# DIRECTIONS:
Could you format the lines below as a Markdown table with two columns, "No." for the row number and "Line" for the text, skipping any blank lines and leaving the pictures out?

== SOURCE MATERIAL

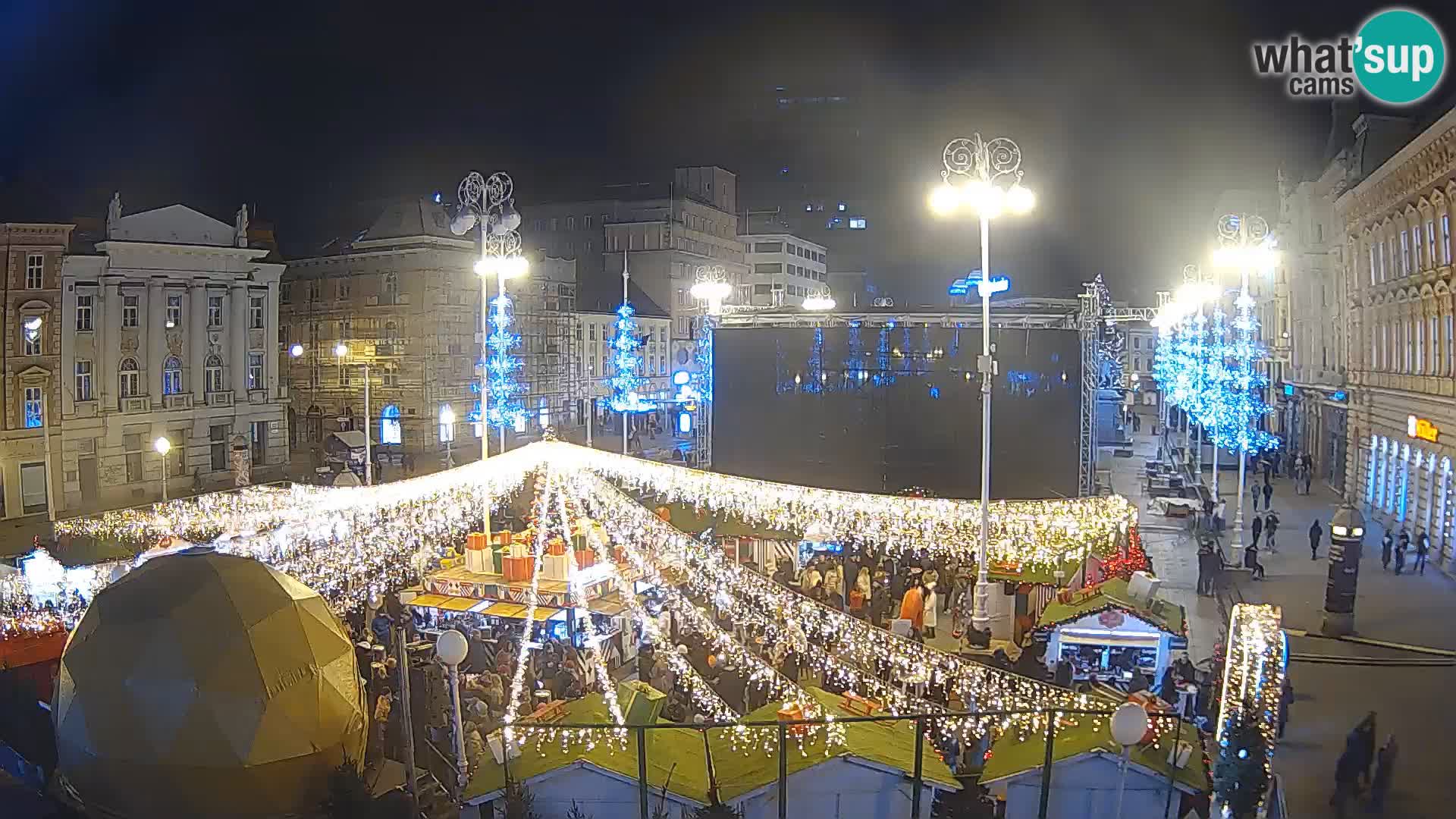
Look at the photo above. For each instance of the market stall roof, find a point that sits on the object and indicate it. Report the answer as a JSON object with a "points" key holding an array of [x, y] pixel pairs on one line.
{"points": [[1012, 755], [1112, 595], [674, 757]]}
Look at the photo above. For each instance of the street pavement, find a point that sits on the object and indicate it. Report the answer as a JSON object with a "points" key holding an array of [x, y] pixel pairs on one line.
{"points": [[1329, 698]]}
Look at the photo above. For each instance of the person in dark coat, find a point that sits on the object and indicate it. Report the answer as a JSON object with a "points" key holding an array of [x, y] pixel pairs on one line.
{"points": [[1383, 770]]}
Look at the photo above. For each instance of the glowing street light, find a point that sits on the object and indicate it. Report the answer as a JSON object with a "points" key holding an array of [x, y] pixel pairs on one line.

====

# RESPONSE FOR THIS EXERCISE:
| No. | Line |
|---|---|
| 1 | Look at the photo above. For each instance of the market stall roof, find a point that sits on the object and indicate it. Report the answer as a JSON object with a "points" key holding an array of [x, y] pixel pairs on one line. |
| 2 | {"points": [[1012, 755], [1112, 595], [674, 757]]} |
| 3 | Look at the photo above. For each instance of the street pavement, find a point that sits on the object and indicate it. Report the answer as a JSON object with a "points" key holding an array of [x, y] pixel pairs on one line. |
| 4 | {"points": [[1329, 698]]} |
| 5 | Look at the photo above. For each instance of the person in dark coat, find a point that sits on the object and indicate it. Report the answer as a JSON object with a "points" key holding an array of [x, y] pixel pairs on one line. |
| 6 | {"points": [[1383, 770]]} |
| 7 | Look at the photo above. For each instance of the glowing street light, find a point that sits on the object and indicate it. Report the answer as a JSON object with a "points" key holding an array of [x, y] pixel pairs on one line. |